§ EXERCISE BRIEF
Give only the lines from the one containing "For this drill the class indicates the curved" through the end of the material below, exactly as written.

(Object position labeling entries)
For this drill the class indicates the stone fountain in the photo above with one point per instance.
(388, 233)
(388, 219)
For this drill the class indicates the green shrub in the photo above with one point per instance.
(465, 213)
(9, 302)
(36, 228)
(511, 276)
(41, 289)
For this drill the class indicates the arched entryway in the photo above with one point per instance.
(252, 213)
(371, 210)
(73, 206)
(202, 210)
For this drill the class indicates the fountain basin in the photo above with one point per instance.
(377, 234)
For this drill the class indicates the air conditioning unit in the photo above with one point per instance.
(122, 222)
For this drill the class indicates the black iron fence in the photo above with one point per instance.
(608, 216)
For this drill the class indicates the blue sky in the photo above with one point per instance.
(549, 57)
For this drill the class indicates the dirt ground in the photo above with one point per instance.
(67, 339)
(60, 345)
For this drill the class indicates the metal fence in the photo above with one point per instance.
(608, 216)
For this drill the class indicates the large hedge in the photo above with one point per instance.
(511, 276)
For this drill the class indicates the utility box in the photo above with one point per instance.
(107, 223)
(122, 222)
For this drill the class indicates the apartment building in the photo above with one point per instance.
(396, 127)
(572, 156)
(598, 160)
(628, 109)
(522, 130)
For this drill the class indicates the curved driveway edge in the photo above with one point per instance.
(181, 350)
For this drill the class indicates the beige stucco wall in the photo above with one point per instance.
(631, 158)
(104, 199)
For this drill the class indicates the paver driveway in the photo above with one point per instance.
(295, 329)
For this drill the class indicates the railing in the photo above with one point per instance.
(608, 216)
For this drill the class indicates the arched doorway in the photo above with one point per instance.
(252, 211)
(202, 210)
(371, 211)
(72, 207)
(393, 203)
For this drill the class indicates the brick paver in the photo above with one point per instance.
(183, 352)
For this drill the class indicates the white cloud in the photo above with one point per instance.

§ EXERCISE RESULT
For this drill the class indicates the curved driveway edge in the photo above with one point per instance.
(181, 350)
For this drill the class indicates the beige stucco wall in the photo above with one point per instance.
(631, 158)
(104, 199)
For this drill the class indicates the paver driveway in the photo above with one point per instance.
(295, 329)
For this drill the class indicates the railing in the photo above with one point per instance.
(608, 216)
For this drill the class indicates the arched doorway in the photo above with one point per instance.
(252, 211)
(202, 210)
(371, 211)
(72, 207)
(393, 203)
For this drill the class indicates the brick paver in the photo above with one point per instance.
(183, 352)
For this drill the class indicates the white cloud in the photo above with one point per instance.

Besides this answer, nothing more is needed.